**What is asked**
Copy the line with "Where can you find the area" and all lines following it through the last line of the entries, exactly as written.

**Provided material**
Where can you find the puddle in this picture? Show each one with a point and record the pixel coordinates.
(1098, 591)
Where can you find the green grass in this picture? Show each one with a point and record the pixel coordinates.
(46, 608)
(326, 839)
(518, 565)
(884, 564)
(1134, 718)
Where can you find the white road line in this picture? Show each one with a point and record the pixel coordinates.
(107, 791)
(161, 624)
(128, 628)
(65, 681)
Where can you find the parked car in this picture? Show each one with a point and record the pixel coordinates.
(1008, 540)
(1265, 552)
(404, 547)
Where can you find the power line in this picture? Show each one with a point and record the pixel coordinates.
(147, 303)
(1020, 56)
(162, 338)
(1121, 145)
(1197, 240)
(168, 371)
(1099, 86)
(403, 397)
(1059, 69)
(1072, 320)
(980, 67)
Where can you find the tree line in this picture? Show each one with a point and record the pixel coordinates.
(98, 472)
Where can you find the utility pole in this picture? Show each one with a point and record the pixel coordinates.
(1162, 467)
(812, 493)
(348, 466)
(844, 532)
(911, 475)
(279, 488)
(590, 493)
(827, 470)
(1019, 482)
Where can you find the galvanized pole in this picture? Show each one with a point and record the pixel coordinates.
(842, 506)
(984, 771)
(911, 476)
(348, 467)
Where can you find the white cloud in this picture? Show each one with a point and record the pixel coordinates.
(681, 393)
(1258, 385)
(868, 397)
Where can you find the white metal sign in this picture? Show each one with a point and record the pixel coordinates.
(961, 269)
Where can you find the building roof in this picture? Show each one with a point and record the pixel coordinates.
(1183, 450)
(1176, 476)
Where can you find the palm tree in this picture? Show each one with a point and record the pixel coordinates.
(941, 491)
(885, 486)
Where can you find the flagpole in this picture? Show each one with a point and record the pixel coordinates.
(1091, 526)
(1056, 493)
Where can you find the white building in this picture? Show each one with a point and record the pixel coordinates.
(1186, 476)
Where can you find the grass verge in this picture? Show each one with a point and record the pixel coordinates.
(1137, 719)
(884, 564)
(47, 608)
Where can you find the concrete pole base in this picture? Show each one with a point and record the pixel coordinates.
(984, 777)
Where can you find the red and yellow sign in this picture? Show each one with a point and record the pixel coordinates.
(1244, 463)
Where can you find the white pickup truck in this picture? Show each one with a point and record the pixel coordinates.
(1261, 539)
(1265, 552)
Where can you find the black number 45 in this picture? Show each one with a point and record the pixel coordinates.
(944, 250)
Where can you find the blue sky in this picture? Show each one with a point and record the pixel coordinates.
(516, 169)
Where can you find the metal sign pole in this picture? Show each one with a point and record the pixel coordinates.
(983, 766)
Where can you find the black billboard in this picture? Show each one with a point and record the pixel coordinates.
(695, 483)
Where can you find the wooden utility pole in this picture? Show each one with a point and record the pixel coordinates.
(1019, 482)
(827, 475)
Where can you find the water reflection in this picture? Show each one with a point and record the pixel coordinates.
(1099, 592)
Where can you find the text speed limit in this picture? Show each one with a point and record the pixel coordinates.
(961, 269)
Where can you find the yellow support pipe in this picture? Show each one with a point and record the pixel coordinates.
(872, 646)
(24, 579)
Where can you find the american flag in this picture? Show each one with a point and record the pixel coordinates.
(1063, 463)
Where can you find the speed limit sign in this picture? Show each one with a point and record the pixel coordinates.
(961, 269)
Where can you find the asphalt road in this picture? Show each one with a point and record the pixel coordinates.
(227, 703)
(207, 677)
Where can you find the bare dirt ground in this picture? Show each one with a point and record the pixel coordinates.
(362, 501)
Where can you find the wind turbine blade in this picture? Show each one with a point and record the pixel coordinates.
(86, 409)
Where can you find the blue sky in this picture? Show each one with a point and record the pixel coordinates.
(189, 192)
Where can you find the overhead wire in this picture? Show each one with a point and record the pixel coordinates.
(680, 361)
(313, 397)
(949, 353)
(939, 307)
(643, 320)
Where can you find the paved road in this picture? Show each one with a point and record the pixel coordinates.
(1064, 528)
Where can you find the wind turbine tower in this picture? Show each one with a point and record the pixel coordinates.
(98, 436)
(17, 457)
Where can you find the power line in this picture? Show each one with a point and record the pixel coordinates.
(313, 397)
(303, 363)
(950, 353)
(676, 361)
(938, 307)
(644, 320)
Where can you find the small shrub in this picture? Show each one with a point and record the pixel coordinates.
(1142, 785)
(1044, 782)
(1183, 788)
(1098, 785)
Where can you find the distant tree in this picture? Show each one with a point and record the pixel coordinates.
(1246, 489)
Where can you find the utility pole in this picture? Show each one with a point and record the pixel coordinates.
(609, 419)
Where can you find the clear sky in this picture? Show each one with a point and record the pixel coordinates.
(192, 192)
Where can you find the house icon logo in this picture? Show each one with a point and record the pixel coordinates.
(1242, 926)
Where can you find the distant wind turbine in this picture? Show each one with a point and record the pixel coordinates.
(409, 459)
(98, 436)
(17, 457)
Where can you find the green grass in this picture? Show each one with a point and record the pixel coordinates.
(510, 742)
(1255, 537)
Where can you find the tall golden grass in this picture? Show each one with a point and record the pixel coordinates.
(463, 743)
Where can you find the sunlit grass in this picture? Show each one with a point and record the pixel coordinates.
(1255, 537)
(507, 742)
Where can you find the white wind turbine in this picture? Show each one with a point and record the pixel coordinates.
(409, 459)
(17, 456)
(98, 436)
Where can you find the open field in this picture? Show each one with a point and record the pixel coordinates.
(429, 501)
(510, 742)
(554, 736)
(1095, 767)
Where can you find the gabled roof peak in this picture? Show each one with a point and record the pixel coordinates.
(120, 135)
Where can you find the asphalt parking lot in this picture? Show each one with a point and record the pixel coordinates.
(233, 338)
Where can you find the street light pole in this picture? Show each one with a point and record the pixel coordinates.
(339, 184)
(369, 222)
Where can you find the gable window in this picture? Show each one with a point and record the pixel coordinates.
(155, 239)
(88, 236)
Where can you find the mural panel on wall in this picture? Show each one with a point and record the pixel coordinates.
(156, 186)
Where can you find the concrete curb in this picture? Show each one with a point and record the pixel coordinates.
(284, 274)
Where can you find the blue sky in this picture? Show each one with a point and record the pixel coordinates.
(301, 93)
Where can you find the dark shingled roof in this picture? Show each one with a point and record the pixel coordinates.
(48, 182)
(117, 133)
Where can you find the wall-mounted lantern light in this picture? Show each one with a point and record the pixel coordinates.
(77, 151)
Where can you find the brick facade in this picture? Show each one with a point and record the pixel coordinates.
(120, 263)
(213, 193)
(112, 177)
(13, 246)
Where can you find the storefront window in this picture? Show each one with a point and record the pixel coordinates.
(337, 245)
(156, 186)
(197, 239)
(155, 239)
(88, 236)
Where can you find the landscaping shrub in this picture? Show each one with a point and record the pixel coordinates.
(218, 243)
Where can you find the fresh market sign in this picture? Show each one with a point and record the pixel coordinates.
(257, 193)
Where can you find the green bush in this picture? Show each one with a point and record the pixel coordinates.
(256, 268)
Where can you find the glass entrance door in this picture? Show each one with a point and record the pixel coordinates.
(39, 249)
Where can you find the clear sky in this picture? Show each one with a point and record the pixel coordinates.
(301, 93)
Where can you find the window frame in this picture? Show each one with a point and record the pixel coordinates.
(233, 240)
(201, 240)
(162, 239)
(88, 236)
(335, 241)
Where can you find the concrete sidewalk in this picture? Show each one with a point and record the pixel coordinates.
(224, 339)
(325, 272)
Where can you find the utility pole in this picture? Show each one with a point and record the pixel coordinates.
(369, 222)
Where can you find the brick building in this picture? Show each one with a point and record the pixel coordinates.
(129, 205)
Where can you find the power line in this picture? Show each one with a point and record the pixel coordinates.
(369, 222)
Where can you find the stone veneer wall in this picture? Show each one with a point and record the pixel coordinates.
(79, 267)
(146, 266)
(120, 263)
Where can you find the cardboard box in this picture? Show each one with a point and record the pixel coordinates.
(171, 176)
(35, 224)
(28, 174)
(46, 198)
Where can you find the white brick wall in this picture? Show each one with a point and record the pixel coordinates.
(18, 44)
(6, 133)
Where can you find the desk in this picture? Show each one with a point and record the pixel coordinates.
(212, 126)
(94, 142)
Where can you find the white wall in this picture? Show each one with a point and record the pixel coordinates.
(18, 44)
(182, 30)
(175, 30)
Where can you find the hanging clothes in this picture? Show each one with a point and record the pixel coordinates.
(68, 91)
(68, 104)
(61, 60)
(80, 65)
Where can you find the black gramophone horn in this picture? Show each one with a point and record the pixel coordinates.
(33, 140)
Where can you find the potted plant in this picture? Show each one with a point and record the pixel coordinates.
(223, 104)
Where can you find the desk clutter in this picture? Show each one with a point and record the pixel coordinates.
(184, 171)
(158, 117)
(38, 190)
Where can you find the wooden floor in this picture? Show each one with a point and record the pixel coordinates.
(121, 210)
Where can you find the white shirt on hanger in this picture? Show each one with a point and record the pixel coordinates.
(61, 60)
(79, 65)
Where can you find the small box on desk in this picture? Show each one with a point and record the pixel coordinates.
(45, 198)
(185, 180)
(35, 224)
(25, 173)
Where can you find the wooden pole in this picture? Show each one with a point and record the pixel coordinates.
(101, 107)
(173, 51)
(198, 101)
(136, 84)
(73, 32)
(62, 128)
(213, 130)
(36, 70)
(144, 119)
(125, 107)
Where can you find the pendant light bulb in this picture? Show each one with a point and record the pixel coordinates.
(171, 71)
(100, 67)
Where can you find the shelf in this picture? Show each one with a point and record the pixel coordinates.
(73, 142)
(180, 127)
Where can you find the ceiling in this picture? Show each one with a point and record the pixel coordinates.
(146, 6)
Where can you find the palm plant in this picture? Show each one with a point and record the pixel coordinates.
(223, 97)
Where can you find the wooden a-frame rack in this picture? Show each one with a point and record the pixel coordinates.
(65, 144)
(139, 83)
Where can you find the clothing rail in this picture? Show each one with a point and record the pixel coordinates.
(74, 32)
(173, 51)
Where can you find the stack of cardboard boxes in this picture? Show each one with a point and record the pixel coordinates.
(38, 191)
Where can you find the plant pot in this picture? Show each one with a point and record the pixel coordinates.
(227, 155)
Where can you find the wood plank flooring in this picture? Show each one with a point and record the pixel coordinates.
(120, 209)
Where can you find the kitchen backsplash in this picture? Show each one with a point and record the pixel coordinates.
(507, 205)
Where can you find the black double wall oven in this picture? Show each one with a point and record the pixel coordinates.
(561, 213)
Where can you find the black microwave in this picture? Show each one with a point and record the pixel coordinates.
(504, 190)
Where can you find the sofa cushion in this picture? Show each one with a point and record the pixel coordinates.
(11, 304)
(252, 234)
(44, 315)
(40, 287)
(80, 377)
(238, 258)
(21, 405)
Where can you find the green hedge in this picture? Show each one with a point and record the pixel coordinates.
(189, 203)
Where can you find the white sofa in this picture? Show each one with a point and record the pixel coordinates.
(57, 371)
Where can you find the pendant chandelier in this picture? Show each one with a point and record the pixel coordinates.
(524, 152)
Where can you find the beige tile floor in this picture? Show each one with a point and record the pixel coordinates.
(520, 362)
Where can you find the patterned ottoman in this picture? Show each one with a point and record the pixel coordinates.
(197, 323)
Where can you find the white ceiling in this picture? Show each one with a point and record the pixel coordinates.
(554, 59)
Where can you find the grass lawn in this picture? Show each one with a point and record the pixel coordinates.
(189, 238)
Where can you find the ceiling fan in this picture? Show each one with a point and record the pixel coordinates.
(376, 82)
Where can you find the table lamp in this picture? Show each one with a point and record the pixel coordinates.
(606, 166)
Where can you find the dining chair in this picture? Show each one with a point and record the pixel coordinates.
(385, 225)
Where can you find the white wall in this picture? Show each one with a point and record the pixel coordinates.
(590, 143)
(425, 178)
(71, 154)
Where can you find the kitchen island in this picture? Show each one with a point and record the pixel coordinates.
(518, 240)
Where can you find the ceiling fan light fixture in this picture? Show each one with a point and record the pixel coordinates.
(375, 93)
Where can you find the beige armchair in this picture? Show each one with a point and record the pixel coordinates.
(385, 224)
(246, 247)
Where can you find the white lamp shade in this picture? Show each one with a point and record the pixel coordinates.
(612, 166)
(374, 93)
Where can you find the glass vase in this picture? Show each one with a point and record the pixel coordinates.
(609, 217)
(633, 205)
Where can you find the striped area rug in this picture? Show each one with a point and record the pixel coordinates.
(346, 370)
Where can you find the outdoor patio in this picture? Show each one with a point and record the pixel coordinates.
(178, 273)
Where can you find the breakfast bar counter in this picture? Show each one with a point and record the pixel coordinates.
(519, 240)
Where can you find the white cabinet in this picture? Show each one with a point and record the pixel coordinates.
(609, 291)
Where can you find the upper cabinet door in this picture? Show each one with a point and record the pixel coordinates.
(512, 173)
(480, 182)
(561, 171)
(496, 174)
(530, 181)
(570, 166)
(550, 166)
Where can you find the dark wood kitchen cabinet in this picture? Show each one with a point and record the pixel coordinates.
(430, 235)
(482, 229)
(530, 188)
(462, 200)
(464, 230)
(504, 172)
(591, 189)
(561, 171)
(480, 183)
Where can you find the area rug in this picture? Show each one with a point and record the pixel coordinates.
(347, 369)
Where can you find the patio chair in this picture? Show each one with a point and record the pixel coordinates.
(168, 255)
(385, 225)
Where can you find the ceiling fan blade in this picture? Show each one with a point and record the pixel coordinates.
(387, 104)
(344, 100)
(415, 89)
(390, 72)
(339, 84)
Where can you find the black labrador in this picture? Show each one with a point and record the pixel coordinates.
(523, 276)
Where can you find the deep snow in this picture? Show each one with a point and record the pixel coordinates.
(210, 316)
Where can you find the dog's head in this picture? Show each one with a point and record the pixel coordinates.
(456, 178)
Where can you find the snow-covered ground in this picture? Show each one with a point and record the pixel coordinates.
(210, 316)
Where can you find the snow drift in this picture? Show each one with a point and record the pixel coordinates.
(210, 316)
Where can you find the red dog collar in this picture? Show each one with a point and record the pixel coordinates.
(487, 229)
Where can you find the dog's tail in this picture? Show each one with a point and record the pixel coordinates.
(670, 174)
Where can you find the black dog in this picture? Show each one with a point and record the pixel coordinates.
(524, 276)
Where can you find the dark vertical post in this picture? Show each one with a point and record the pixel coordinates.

**Response for this exercise**
Where can you find the area rug in this picture? Show each one with a point and record the pixel coordinates.
(347, 369)
Where can you find the patio chair in this picture? Show each one with a point and record the pixel coordinates.
(168, 255)
(385, 225)
Where can you find the ceiling fan blade in this picture? Show each one with a point and record the pixel coordinates.
(387, 104)
(344, 100)
(415, 89)
(390, 72)
(339, 84)
Where can you find the black labrador in this picture? Show each one with a point and record the pixel coordinates.
(523, 276)
Where can you find the deep snow in this picture? Show each one with a point and record the pixel coordinates.
(210, 316)
Where can you find the dog's head in this picture? Show each one with a point and record the pixel coordinates.
(456, 178)
Where can you find the snow-covered ground in this picture? Show each one with a point and record the pixel coordinates.
(210, 316)
Where can you find the snow drift in this picture? Show each one with a point and record the pixel coordinates.
(210, 316)
Where can you find the red dog collar in this picture? Show each one with a point and record the pixel coordinates.
(487, 229)
Where can you find the dog's tail in this picture? Show each one with a point and record the pixel coordinates.
(670, 174)
Where can you find the black dog in this picture? Show each one with a point and record the pixel coordinates.
(524, 276)
Where can you find the dark vertical post in this picture? Show each one with a point and record the pixel coordinates.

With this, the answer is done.